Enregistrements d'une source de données
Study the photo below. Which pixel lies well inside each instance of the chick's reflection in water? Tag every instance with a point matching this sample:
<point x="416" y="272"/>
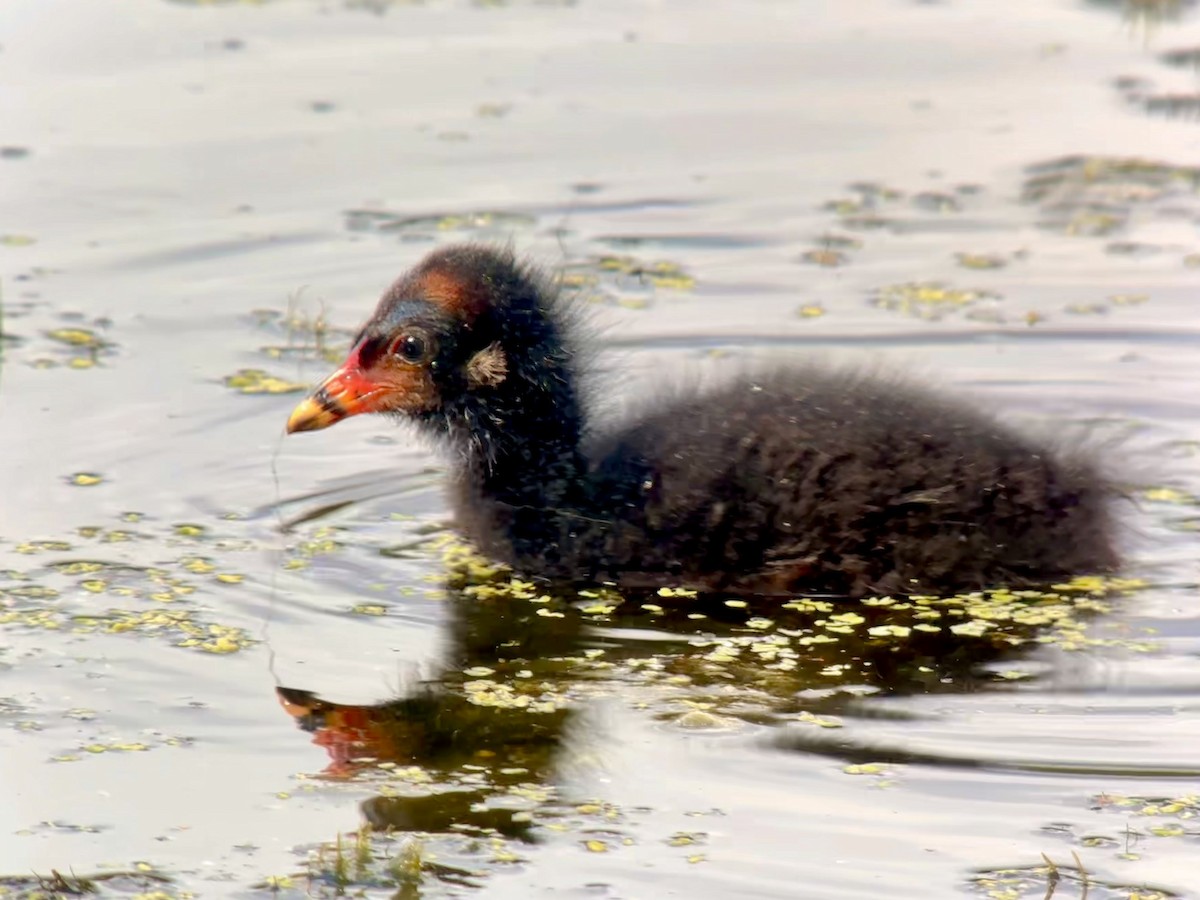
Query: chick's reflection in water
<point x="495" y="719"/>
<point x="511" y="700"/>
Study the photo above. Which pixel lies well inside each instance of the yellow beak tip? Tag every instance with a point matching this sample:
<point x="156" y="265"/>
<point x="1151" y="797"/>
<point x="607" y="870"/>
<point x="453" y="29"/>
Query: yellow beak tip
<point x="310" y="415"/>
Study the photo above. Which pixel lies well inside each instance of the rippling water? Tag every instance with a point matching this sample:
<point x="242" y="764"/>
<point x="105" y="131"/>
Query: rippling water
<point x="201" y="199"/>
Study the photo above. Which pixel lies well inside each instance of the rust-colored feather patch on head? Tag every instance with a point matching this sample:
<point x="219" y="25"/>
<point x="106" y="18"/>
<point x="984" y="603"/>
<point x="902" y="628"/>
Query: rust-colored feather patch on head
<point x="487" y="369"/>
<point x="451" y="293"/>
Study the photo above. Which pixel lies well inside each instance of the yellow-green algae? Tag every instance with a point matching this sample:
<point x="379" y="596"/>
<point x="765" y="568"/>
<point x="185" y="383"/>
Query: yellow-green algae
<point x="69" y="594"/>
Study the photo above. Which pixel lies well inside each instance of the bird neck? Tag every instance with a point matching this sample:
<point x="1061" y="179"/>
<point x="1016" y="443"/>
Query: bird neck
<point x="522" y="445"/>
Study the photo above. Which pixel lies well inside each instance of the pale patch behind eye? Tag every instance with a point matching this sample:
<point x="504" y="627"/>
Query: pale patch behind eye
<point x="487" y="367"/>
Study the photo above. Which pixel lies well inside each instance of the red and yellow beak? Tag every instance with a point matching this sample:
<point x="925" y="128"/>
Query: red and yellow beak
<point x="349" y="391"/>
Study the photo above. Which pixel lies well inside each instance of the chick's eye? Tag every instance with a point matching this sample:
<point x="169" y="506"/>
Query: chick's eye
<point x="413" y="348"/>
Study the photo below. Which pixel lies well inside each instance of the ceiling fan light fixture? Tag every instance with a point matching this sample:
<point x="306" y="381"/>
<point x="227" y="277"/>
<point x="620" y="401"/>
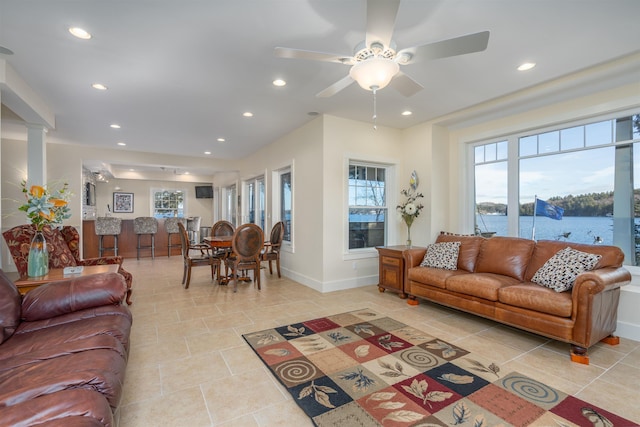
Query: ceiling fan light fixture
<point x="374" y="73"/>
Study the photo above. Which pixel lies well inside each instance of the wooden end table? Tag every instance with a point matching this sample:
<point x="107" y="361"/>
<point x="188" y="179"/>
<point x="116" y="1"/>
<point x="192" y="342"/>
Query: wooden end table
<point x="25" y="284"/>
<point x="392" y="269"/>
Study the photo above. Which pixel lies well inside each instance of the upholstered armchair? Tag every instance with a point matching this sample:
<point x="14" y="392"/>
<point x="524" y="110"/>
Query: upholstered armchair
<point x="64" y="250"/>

---

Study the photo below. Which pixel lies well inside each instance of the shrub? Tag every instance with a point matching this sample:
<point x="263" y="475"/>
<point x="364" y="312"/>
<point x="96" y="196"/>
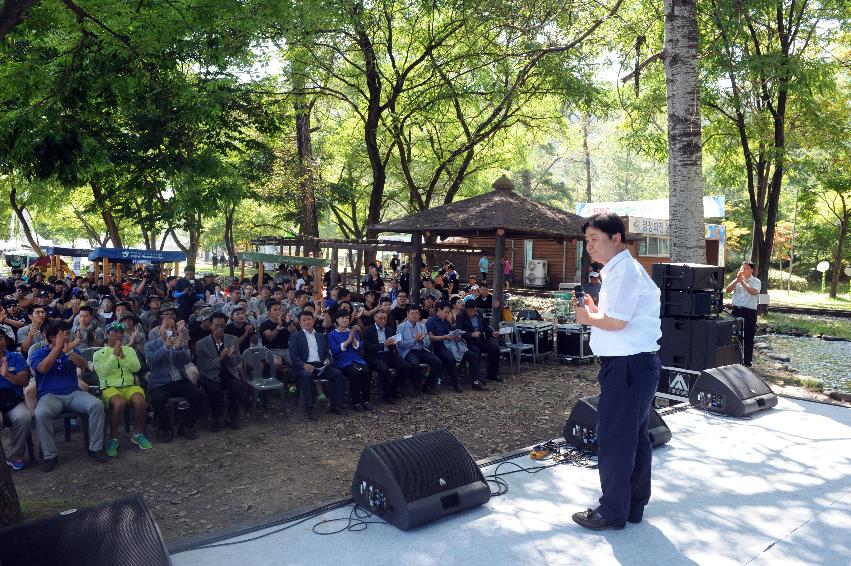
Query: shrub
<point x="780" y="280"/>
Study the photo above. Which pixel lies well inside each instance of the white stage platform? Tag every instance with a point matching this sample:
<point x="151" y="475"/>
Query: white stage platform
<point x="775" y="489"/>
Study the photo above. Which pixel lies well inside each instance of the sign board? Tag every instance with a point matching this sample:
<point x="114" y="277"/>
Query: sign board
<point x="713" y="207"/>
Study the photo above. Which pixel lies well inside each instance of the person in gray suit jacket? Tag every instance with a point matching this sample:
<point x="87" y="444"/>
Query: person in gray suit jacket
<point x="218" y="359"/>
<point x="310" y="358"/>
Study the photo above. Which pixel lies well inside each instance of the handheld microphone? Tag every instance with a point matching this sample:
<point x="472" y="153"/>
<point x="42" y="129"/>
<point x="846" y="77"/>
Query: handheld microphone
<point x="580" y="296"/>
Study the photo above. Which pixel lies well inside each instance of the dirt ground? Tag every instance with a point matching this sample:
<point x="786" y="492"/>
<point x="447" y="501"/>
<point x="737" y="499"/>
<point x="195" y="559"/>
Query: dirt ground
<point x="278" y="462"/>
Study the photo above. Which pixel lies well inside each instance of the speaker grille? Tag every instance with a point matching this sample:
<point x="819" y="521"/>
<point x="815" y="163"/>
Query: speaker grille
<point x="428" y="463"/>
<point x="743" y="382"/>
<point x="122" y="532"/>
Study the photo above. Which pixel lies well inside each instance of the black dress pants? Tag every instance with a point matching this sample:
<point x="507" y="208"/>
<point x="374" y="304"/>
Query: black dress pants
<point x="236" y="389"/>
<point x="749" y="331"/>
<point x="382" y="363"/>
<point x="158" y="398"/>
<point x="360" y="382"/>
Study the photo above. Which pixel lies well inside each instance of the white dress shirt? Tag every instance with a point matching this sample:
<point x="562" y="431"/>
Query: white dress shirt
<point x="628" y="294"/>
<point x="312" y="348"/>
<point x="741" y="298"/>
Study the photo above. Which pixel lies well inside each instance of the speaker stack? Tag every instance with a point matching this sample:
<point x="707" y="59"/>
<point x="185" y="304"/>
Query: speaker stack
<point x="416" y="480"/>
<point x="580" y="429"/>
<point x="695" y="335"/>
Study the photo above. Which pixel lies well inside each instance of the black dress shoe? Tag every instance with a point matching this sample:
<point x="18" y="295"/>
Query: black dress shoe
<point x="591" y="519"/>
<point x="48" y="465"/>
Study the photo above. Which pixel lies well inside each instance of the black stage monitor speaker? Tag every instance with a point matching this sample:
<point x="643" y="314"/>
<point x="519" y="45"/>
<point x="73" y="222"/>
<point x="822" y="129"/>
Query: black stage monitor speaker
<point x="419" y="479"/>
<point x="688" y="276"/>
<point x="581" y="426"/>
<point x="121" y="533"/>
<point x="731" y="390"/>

- VOTRE OBJECTIF:
Relevez toutes les lignes des enregistrements qui contiennent la chaîne « light ». La casse compte.

- BONNE RÉPONSE:
Study the photo below. Which pixel lies well inside each instance of the ceiling fan light fixture? Tag every instance with a point matching this sample:
Query: ceiling fan light fixture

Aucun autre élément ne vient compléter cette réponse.